What you need to do: Pick out each line in the records below that contains the word "face", and copy those lines in full.

■ ■ ■ ■ ■ ■ ■

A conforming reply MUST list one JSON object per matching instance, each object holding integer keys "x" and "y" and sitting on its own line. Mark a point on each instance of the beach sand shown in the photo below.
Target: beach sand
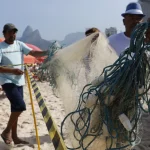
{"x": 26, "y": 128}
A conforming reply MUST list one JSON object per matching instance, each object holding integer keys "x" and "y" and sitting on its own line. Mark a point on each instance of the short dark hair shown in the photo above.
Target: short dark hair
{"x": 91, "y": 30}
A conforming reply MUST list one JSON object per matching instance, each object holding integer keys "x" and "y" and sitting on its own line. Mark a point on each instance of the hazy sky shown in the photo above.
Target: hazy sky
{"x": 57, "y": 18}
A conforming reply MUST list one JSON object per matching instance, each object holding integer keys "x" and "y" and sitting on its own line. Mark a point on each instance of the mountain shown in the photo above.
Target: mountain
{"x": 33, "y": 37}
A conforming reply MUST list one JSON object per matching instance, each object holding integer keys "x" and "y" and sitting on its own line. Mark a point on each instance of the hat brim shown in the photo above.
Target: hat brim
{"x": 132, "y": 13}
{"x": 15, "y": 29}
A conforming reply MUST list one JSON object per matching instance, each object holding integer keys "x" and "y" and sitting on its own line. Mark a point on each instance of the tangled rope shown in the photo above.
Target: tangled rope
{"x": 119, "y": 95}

■ ■ ■ ■ ■ ■ ■

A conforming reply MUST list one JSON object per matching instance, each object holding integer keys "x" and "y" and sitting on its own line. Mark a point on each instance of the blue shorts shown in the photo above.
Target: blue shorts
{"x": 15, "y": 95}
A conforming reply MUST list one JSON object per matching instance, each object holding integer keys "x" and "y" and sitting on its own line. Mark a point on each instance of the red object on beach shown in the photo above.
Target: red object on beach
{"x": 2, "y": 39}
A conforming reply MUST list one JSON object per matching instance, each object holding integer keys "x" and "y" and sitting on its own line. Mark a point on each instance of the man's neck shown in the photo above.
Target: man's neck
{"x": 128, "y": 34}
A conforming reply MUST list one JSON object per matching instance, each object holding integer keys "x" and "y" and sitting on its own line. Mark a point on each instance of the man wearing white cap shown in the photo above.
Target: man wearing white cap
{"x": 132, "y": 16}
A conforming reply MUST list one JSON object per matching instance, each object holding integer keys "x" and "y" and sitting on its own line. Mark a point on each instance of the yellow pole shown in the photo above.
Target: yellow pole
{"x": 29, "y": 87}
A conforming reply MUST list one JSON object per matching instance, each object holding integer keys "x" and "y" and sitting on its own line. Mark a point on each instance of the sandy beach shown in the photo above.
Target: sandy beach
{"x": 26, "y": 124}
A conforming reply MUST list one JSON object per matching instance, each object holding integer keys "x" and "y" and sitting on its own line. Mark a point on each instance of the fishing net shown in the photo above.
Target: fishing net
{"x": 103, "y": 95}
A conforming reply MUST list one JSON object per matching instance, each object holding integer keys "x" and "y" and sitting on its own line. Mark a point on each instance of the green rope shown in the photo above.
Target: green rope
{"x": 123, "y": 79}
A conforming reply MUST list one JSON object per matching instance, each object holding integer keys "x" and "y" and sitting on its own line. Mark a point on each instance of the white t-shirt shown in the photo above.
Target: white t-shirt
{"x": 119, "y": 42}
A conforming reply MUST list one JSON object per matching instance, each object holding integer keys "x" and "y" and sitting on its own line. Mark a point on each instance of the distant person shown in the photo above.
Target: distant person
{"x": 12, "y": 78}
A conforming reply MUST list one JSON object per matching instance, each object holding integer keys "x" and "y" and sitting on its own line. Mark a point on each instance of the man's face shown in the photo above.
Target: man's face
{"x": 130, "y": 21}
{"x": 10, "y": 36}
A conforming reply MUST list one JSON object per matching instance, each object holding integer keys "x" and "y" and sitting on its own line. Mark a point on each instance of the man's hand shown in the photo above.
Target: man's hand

■ ■ ■ ■ ■ ■ ■

Exercise answer:
A conforming reply MUST list one JSON object per matching instance, each object holding integer keys "x" and "y" and sitting on its own line. Mark a point on each instance of the man's face shown in the photo above.
Target: man's face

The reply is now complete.